→ **TASK INSTRUCTIONS**: Could you set out every line of the records below as a Markdown table with the columns "Row" and "Line," numbering each row and skipping blank lines? Leave the pictures out.

= = = =

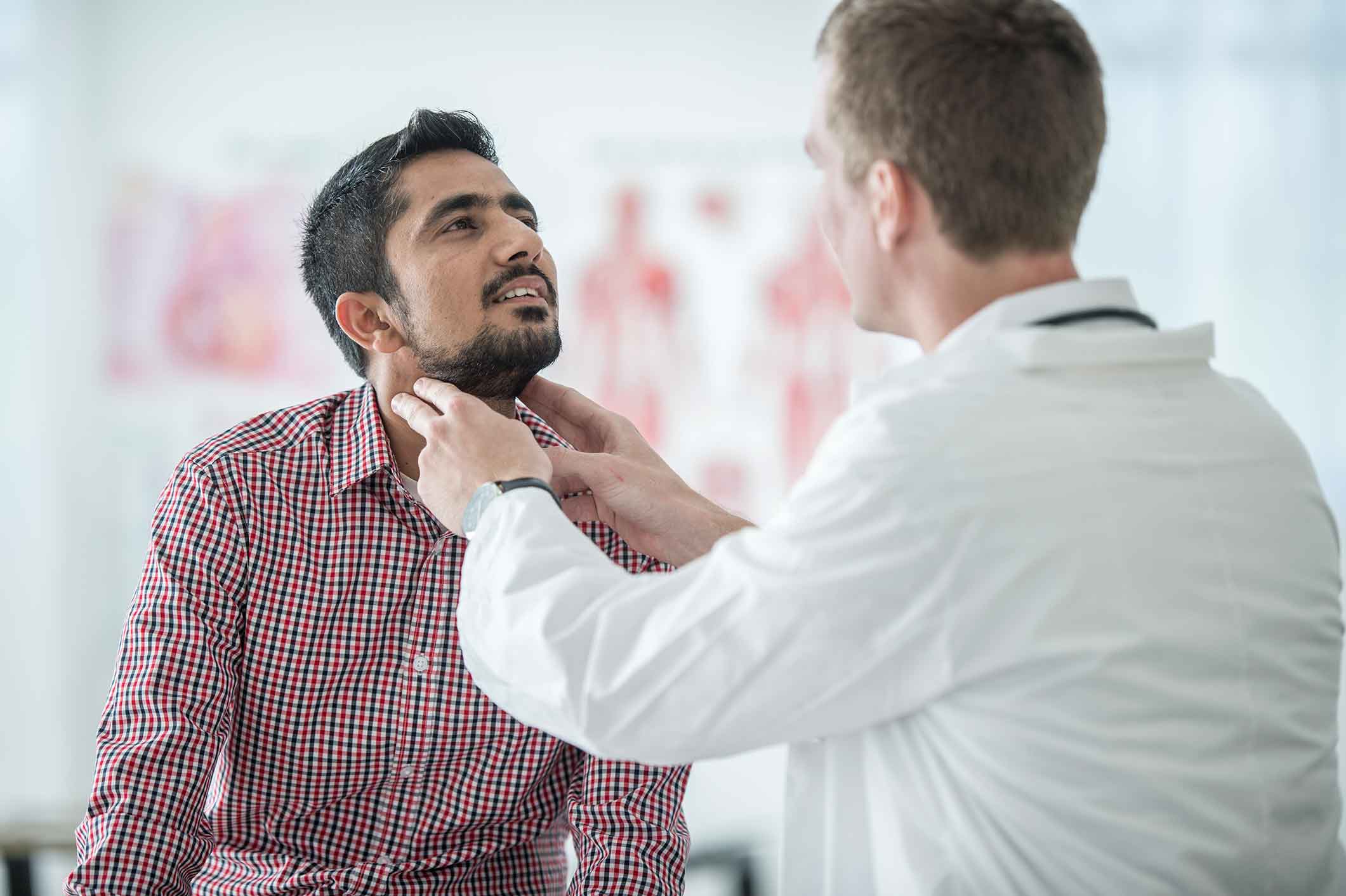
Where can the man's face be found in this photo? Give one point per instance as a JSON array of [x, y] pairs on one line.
[[841, 210], [477, 284]]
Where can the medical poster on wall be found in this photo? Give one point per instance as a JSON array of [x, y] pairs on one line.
[[697, 299], [708, 310]]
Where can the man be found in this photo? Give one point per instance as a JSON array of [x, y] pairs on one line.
[[1054, 610], [290, 712]]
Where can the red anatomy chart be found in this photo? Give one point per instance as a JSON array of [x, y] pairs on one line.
[[808, 305], [206, 286], [628, 303]]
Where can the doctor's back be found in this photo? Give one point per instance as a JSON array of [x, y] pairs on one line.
[[1116, 588]]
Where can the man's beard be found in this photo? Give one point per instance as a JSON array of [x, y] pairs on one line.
[[496, 364]]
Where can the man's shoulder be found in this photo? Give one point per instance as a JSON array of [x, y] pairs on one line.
[[543, 431], [601, 534], [275, 431]]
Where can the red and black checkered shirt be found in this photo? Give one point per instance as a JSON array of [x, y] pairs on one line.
[[291, 712]]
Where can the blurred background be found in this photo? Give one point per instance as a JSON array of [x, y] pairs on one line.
[[158, 156]]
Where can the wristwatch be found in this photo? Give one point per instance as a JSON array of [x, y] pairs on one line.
[[484, 497]]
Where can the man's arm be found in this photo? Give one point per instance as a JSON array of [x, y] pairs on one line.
[[629, 831], [169, 712]]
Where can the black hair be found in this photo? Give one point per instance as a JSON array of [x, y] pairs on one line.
[[346, 224]]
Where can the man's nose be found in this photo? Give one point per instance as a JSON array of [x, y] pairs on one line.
[[518, 242]]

= = = =

→ **RESPONSE TO THE TASK**:
| Row | Line |
|---|---|
| 1 | Where can the man's face be found in this photo? Give one point per instance as a JSON array of [x, y] pairs on one line. |
| 2 | [[841, 210], [477, 284]] |
| 3 | Where can the medical poster on wall be found in this photo? Give one point per instance as a JSON array of [x, y] pairs on one line. |
| 4 | [[697, 299], [708, 310]] |
| 5 | Where can the man be found in this photo? Give one point per instance as a JSON array of [x, y] pairs on one line. |
| 6 | [[1054, 610], [290, 712]] |
| 7 | Where can the red anatomy chart be found in this photo? Give one point per instance as a JSON array of [x, y] pairs on one line. |
| 8 | [[808, 305], [206, 286], [628, 303]] |
| 9 | Where can the doctor's back be found in this photo? Give one point per instance as a JSON array of [x, y] pairs on one line. |
| 10 | [[1116, 588]] |
| 11 | Where can the man's beard be found in this photo? Give one point per instance as a JSON array of [x, y] pairs on one line. |
| 12 | [[496, 364]] |
| 13 | Where can the man's shoulder be found in this photo? Give one point per instance as a JSON array of [x, y] pairs on one line. |
| 14 | [[543, 431], [601, 534], [275, 431]] |
| 15 | Where can the red and black checkered shirt be found in this photo? Give one point per instance as a JSON array of [x, y] pairs on one line. |
| 16 | [[291, 712]] |
| 17 | Where can the blurred background be found in this photo? Give one point per instance as a JSON array of [x, y] pairs on one line. |
| 18 | [[158, 156]] |
| 19 | Where can the wristwatch be found in this photo? Give one point per instance as a JSON array of [x, y] pairs on one line. |
| 20 | [[484, 497]] |
| 21 | Where can the man's arm be found in this photo? Give one point per instance as a JSON array of [x, y] pairs on one line. |
| 22 | [[629, 831], [169, 712]] |
| 23 | Where can the black hair be found in this photo? Give one point per instance as a JSON array of [x, y] pairs on one line. |
| 24 | [[346, 224]] |
| 25 | Where can the man's nose be found in this photo? Give one point per instance as a JSON array of [x, y] pairs on one line. |
| 26 | [[518, 242]] |